## Request
Copy the records that follow, swapping every "pin a point" for "place a marker" and leaving all else unchanged.

## Available records
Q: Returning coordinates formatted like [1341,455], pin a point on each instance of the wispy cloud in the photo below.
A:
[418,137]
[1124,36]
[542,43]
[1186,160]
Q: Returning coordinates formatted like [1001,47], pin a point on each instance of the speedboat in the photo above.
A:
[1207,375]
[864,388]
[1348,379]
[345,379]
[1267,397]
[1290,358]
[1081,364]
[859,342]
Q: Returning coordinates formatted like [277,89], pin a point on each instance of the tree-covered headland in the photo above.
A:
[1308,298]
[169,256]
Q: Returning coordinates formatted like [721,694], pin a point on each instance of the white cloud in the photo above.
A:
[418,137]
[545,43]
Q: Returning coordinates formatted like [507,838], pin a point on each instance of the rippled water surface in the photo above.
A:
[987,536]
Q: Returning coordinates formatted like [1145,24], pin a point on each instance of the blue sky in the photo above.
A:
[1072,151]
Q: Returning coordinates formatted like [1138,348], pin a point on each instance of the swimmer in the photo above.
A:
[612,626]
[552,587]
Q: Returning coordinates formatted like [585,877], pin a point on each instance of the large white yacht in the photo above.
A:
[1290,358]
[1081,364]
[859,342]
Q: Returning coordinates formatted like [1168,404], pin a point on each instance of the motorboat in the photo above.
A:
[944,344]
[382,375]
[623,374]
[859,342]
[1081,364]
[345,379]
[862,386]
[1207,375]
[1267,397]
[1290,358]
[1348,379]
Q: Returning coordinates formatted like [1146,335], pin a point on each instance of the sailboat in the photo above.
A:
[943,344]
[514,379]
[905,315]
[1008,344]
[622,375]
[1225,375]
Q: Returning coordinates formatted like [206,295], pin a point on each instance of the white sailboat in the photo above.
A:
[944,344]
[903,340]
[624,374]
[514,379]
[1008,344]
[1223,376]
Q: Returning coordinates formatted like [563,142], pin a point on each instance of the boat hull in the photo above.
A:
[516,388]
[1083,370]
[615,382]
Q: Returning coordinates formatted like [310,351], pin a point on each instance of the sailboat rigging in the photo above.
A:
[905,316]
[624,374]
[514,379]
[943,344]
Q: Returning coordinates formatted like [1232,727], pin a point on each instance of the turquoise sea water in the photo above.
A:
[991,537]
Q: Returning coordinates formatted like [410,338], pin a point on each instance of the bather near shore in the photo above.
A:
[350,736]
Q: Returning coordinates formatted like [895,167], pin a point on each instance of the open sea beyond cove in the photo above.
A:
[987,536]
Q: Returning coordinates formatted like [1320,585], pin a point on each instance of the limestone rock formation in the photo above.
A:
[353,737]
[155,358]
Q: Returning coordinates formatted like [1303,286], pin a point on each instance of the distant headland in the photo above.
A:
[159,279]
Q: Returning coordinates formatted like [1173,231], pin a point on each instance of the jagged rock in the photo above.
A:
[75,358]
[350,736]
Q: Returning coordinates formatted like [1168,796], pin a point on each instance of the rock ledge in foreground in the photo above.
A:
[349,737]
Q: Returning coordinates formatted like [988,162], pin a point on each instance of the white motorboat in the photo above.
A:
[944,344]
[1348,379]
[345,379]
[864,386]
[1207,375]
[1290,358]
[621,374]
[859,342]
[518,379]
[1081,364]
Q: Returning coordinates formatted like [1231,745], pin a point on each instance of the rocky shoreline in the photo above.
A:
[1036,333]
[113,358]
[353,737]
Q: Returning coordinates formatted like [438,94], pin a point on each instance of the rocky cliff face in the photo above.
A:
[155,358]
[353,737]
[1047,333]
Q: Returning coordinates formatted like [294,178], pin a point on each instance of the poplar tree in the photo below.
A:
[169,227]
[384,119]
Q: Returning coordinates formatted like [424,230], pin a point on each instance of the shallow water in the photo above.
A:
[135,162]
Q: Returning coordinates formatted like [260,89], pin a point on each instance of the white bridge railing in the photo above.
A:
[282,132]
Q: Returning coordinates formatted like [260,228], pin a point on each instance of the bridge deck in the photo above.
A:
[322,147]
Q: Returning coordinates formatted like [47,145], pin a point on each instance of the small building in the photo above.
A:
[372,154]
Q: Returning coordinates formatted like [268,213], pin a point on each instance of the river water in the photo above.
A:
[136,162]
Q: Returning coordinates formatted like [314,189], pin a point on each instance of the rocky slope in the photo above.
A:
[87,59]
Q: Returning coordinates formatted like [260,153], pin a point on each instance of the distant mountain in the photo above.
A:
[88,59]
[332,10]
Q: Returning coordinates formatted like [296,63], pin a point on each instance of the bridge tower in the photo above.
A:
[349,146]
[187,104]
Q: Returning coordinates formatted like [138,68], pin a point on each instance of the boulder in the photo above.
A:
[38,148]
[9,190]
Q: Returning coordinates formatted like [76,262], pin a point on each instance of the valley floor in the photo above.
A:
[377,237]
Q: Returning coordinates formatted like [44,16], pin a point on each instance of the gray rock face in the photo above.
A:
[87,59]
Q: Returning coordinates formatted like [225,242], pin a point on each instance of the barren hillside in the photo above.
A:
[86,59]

## Task result
Q: Returning coordinates formatted like [1341,455], place a marker on each instance of the wispy cloud in the photo below.
A:
[418,137]
[1124,36]
[542,43]
[1186,160]
Q: Returning coordinates formatted like [1001,47], place a marker on each instance of the speedboat in the photo above.
A:
[1207,375]
[864,388]
[1348,379]
[345,379]
[1267,397]
[1290,358]
[1081,364]
[859,342]
Q: Returning coordinates formatted like [277,89], place a marker on each instance of the tree-covered headland in the photo above.
A:
[1308,298]
[169,256]
Q: Returning coordinates formatted like [721,694], place a marker on each instance of the white cloud in the photo above.
A:
[418,137]
[545,43]
Q: Returning coordinates formatted like [507,838], place a marker on each instance of the rippled water surface in the photo above.
A:
[987,536]
Q: Returning coordinates formatted like [1145,24], place a marker on each instance of the blue sky in the photo above.
A:
[1072,151]
Q: Returning coordinates formatted like [1138,348], place a marker on each instance of the swimmer in the photo above.
A:
[612,626]
[552,587]
Q: Returning coordinates formatted like [585,877], place a marker on each instance of the large white yacht in the photo above.
A:
[1290,358]
[1081,364]
[859,342]
Q: Returning coordinates formatted like [1168,404], place a marker on each instance of the motorboat in the photo above.
A:
[944,344]
[382,375]
[623,374]
[859,342]
[1081,364]
[345,379]
[862,386]
[1207,375]
[1267,397]
[1290,358]
[1348,379]
Q: Returning coordinates formatted like [1146,335], place a marker on each instance of the sailboat in the photo above.
A:
[943,344]
[514,379]
[905,315]
[1008,344]
[622,375]
[1225,375]
Q: Returning coordinates formatted like [206,295], place a marker on each instance of the white sailboat in the photo above.
A:
[944,344]
[903,340]
[624,374]
[514,379]
[1008,344]
[1223,376]
Q: Returning coordinates formatted like [563,142], place a marker on each instance of the boat hull in the photo above.
A:
[516,388]
[1083,370]
[615,382]
Q: Returning coordinates formatted like [310,351], place a marker on each instance of the sailboat rigging in the photo above.
A:
[905,316]
[624,374]
[514,379]
[943,344]
Q: Returning coordinates formatted like [1232,727], place a marker on each instance of the turquoise sea water in the photo above.
A:
[991,537]
Q: Returning coordinates formatted like [410,338], place a marker on each instance of the bather near shore in the photo above.
A:
[350,736]
Q: Returning coordinates formatted like [895,167], place a marker on each instance of the open sea beyond cove in the photo above.
A:
[987,536]
Q: Returning coordinates formatted like [1320,585], place a marker on each instance of the limestone rock formation in the photo above.
A:
[353,737]
[155,358]
Q: Returning coordinates formatted like [1303,286], place a marker on each instance of the distant headland in the photo above.
A:
[159,279]
Q: Returning coordinates formatted like [1173,231], place a marker on each instance of the jagged rock in the photo above.
A:
[75,358]
[350,736]
Q: Returning coordinates formatted like [1168,796], place a marker on each instance of the rock ledge in foreground in the photo above.
A:
[349,737]
Q: Returning coordinates formatted like [988,162], place a marker on each instance of the white motorboat in the photo above.
A:
[944,344]
[1348,379]
[345,379]
[864,386]
[1207,375]
[1290,358]
[621,374]
[859,342]
[518,379]
[1081,364]
Q: Returning coordinates formatted like [1231,745], place a marker on each instance of the rocky shoreline in the photo above.
A:
[1036,333]
[113,358]
[353,737]
Q: Returning coordinates formatted like [438,94], place a marker on each instance of the rocky cliff face in the photo above.
A:
[155,358]
[353,737]
[1047,333]
Q: Returning coordinates formatted like [294,178], place a marker on each instance of the poplar tree in the photo below.
A:
[169,227]
[384,119]
Q: Returning coordinates formatted like [424,230], place a marker on each instance of the shallow water in the photo above.
A:
[135,162]
Q: Returning coordinates formatted like [260,89], place a marker on each instance of the white bridge railing in the photo above.
A:
[282,132]
Q: Returning coordinates formatted like [260,228], place a marker on each instance of the bridge deck in the photo above.
A:
[322,147]
Q: Returning coordinates formatted like [47,145], place a marker on each instance of the small building in the photo above.
A:
[372,154]
Q: Returning coordinates formatted like [268,213], place a marker on each instance of the river water in the photo above.
A:
[136,162]
Q: Returning coordinates formatted like [314,189], place a marker on each instance of the rocky slope in the photo above.
A:
[87,59]
Q: Returning coordinates formatted like [260,153], place a marker on each instance of the distant mountain in the photo above.
A:
[88,59]
[332,10]
Q: Returning coordinates formatted like [296,63], place a marker on each instance of the bridge tower in the photo above.
A:
[349,146]
[187,104]
Q: Returning coordinates formatted like [138,68], place a marker on each instance of the boulder in the photo above.
A:
[38,148]
[9,190]
Q: Returning coordinates formatted like [76,262], place a marker on each instance of the valley floor in the photo above.
A:
[377,237]
Q: Returning coordinates formatted like [44,16], place a marker on each instance of the gray rock face in the photo above.
A:
[87,59]
Q: Returning coordinates formatted like [225,242], place a marker on each instance of the barren hillside in the photo above.
A:
[86,59]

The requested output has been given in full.